PRINTEMPS 2014  
VOLUME 8 | NUMERO 1  
 

 
Pour lire le bulletin, au format PDF, il suffit de cliquer ici ! ›


 
 




Qui doit payer pour l’énergie éolienne ?


Par Olivier Charest

Analyste pour l’AQCIE et le CIFQ


Dans les deux derniers dossiers tarifaires, Hydro-Québec Distribution (HQD) mentionnait la mise en service de nouveaux parcs éoliens comme l’un des principaux éléments expliquant les hausses demandées. Cette tendance risque de se poursuivre au cours des prochaines années. Dans ce contexte, il est intéressant de se pencher sur l’allocation des coûts d’approvisionnement post-patrimonial au Québec, à la lumière de l’expérience ontarienne et allemande, où des mesures adoptées au cours des dernières années permettent de réduire la facture de l’électricité vendue aux industriels.

En Ontario, les consommateurs d’électricité ont la possibilité de s’approvisionner directement sur le marché (IESO), en payant un prix qui varie d’heure en heure (HOEP). À ce prix s’ajoutent certains tarifs – notamment transport et distribution – de même qu’un frais relatif au « Global Adjustment » (GA).

::::::::::

__Consigne__
Recopiez mot pour mot le passage de l'article sur l'énergie éolienne qui commence aux mots « Qui doit payer » et s'arrête après « vendue aux industriels. ». Le matériel n'a aucun rôle à jouer ici.

[Entrées d'annotation de coordonnées]

::::::::::

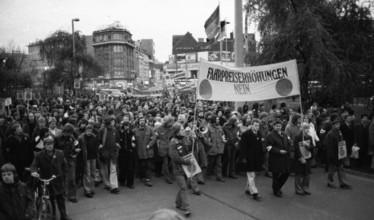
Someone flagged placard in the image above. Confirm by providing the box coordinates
[182,153,201,178]
[338,141,347,160]
[299,140,312,159]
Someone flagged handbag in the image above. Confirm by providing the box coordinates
[99,127,110,162]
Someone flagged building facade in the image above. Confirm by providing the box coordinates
[164,32,256,84]
[92,23,136,86]
[27,41,50,86]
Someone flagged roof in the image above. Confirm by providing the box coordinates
[173,32,197,54]
[172,32,234,54]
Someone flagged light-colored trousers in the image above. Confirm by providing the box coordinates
[99,160,118,189]
[246,172,258,194]
[83,159,96,193]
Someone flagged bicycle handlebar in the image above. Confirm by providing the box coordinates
[35,175,56,183]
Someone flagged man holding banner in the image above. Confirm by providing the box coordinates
[326,118,352,189]
[169,123,194,217]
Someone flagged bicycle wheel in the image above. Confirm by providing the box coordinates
[37,199,53,220]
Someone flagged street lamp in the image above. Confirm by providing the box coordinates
[71,18,79,92]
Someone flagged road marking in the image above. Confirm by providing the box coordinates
[346,173,374,183]
[202,192,260,220]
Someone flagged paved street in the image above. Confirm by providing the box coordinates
[67,168,374,220]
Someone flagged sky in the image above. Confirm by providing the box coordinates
[0,0,254,62]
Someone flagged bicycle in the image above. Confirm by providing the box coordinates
[35,175,56,220]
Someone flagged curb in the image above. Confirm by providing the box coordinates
[317,163,374,179]
[344,168,374,179]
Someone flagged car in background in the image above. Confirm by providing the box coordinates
[98,89,125,98]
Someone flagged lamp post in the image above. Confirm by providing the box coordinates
[71,18,79,93]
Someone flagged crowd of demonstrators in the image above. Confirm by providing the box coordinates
[0,91,374,219]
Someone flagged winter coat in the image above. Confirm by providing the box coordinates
[0,181,35,220]
[205,123,225,155]
[326,128,344,165]
[78,133,99,165]
[54,135,79,162]
[266,130,291,173]
[30,149,68,195]
[3,134,33,177]
[156,125,174,157]
[169,137,190,175]
[222,123,240,146]
[340,122,355,152]
[134,125,156,159]
[239,129,265,172]
[98,126,119,162]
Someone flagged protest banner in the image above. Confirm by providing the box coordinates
[24,91,32,101]
[0,98,6,113]
[16,90,25,101]
[196,60,300,102]
[5,97,12,106]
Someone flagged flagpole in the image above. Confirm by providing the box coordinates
[218,2,222,65]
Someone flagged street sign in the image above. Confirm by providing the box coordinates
[33,92,42,100]
[17,91,24,100]
[99,93,105,102]
[5,98,12,106]
[74,79,81,89]
[24,91,32,101]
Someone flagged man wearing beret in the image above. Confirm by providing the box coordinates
[326,118,352,189]
[266,120,291,197]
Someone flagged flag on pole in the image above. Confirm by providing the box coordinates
[204,5,220,39]
[217,20,230,41]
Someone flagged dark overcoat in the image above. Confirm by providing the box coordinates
[30,149,68,195]
[239,129,265,172]
[266,130,291,173]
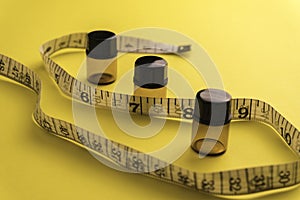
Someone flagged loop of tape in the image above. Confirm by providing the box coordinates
[0,33,300,196]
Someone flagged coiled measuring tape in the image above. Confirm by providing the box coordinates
[0,33,300,196]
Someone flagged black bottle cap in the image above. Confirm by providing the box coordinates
[193,89,231,126]
[86,30,118,59]
[133,56,168,89]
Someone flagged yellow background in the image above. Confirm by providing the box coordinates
[0,0,300,199]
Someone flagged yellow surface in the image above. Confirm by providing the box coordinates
[0,0,300,199]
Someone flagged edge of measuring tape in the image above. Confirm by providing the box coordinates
[0,33,300,197]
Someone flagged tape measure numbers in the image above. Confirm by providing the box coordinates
[0,33,300,197]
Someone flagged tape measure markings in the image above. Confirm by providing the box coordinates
[38,33,299,194]
[0,33,300,195]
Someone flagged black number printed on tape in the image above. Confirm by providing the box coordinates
[0,33,300,196]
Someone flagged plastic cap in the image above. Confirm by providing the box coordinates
[133,56,168,88]
[86,30,118,59]
[193,89,231,126]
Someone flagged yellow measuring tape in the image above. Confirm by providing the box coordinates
[0,33,300,196]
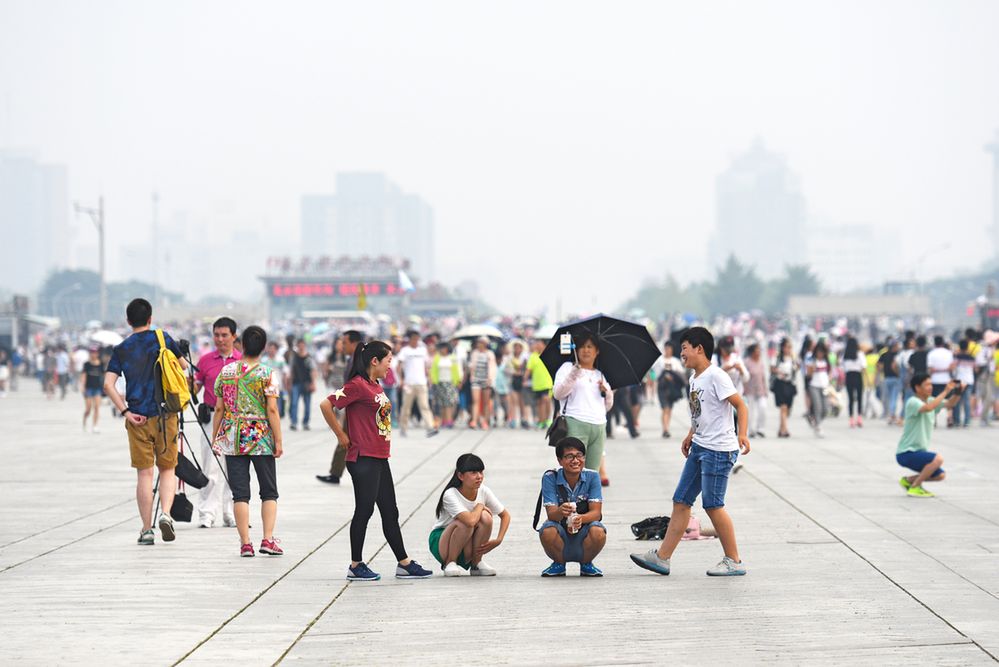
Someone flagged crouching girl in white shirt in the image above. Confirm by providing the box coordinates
[430,454,510,577]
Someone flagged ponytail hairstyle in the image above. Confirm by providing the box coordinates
[436,454,486,519]
[347,340,392,382]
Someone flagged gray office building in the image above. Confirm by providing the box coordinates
[301,172,435,283]
[0,151,70,293]
[709,140,808,278]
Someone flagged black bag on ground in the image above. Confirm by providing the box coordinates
[171,452,208,488]
[170,494,194,523]
[631,516,669,540]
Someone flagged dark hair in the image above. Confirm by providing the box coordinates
[909,373,930,391]
[436,454,486,519]
[212,317,236,335]
[777,336,794,361]
[243,324,267,357]
[555,436,586,460]
[125,299,153,327]
[680,327,715,359]
[572,331,600,350]
[347,340,392,381]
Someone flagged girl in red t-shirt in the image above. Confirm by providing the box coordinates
[319,341,432,581]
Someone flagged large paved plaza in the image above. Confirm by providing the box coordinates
[0,383,999,665]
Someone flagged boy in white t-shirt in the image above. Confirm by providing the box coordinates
[631,327,750,577]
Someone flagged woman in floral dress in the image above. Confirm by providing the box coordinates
[212,326,284,557]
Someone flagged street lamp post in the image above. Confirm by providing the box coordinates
[73,195,108,324]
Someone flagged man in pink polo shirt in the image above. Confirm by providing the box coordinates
[194,317,243,528]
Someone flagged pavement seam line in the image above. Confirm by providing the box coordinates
[746,470,999,662]
[174,431,462,667]
[272,431,491,667]
[0,498,135,551]
[752,448,999,600]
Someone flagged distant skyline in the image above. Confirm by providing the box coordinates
[0,0,999,315]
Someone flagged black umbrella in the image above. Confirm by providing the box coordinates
[541,313,662,389]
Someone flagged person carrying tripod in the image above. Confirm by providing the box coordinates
[104,299,187,546]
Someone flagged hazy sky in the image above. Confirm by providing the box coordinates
[0,0,999,311]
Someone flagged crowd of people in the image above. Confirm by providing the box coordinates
[0,299,999,581]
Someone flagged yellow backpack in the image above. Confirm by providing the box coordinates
[156,329,191,412]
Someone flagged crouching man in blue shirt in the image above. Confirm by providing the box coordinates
[538,438,607,577]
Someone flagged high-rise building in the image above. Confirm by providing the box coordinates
[985,130,999,258]
[709,140,807,278]
[0,152,70,292]
[301,172,435,282]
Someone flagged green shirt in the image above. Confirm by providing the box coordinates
[895,396,943,456]
[527,352,553,391]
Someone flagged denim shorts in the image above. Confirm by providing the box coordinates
[673,443,739,510]
[538,521,607,563]
[895,449,944,479]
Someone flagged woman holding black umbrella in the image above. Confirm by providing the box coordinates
[553,331,614,482]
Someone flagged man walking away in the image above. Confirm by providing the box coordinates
[104,299,187,546]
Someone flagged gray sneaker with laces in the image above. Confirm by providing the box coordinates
[707,556,746,577]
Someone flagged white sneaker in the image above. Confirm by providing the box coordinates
[469,560,496,577]
[444,561,465,577]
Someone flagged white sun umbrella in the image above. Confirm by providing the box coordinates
[90,329,125,345]
[451,324,503,340]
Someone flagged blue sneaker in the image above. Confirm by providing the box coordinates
[395,560,434,579]
[347,563,382,581]
[541,561,565,577]
[631,549,669,574]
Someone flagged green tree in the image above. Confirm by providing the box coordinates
[764,264,822,313]
[704,255,764,315]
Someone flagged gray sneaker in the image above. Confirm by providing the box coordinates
[708,556,746,577]
[631,549,669,574]
[160,514,177,542]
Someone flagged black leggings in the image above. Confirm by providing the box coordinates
[846,371,864,417]
[347,456,406,563]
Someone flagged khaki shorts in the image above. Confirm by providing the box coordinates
[125,415,177,470]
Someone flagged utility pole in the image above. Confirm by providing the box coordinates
[153,192,160,308]
[73,195,108,324]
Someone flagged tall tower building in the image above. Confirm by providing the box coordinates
[301,172,436,282]
[985,130,999,259]
[0,152,70,293]
[709,139,808,278]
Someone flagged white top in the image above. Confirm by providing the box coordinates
[433,484,503,530]
[395,345,430,386]
[843,352,867,373]
[715,352,749,392]
[926,347,954,384]
[689,366,739,452]
[552,361,614,424]
[808,357,829,389]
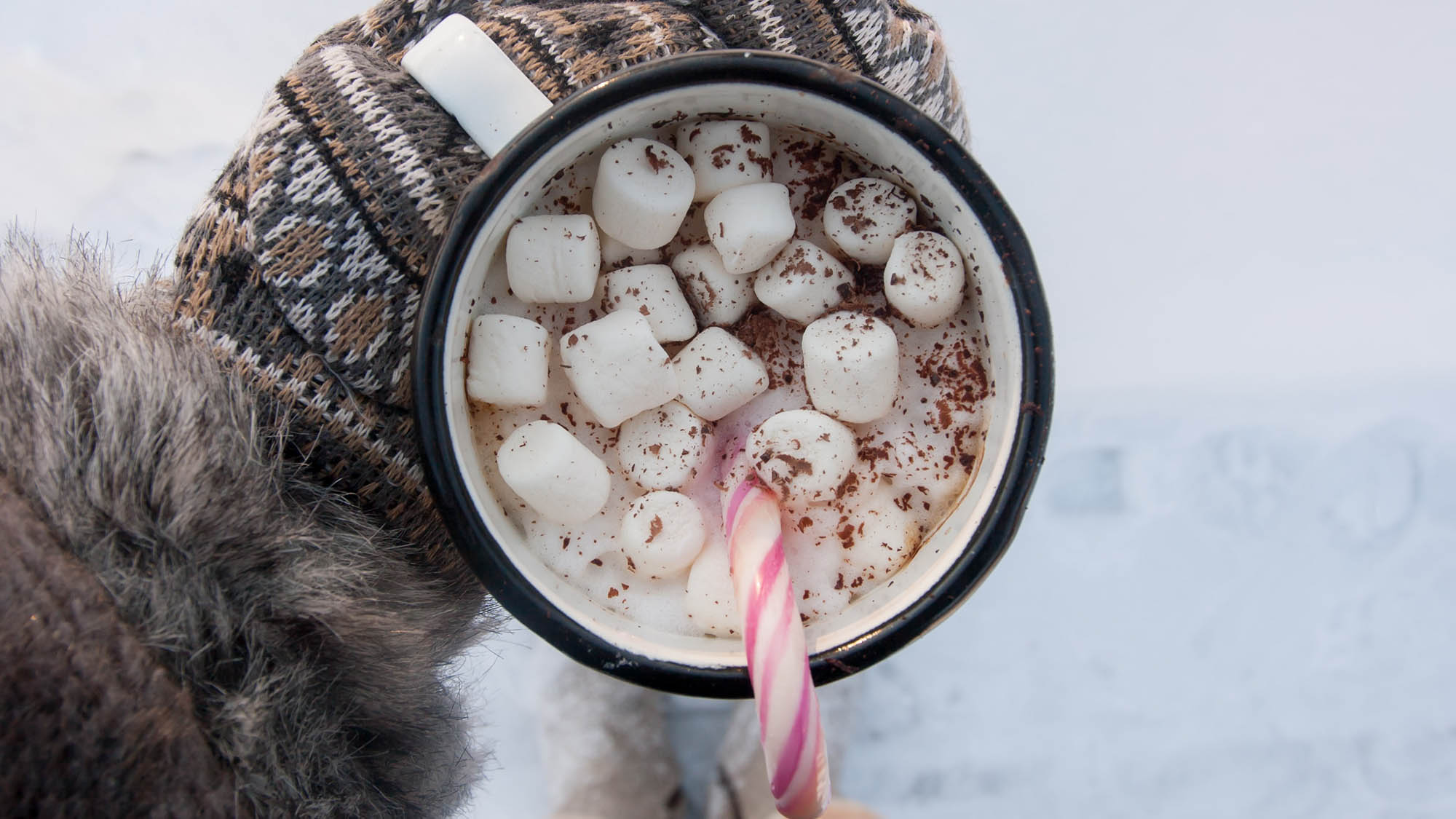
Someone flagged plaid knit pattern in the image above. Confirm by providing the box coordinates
[176,0,968,583]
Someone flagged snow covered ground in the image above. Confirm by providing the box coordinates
[0,0,1456,819]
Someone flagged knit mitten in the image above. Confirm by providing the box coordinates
[175,0,967,588]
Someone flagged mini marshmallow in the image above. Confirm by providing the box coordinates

::::::::::

__Sortie complète__
Qui doit payer pour l’énergie éolienne ?


Par Olivier Charest

Analyste pour l’AQCIE et le CIFQ


Dans les deux derniers dossiers tarifaires, Hydro-Québec Distribution (HQD) mentionnait la mise en service de nouveaux parcs éoliens comme l’un des principaux éléments expliquant les hausses demandées. Cette tendance risque de se poursuivre au cours des prochaines années. Dans ce contexte, il est intéressant de se pencher sur l’allocation des coûts d’approvisionnement post-patrimonial au Québec, à la lumière de l’expérience ontarienne et allemande, où des mesures adoptées au cours des dernières années permettent de réduire la facture de l’électricité vendue aux industriels.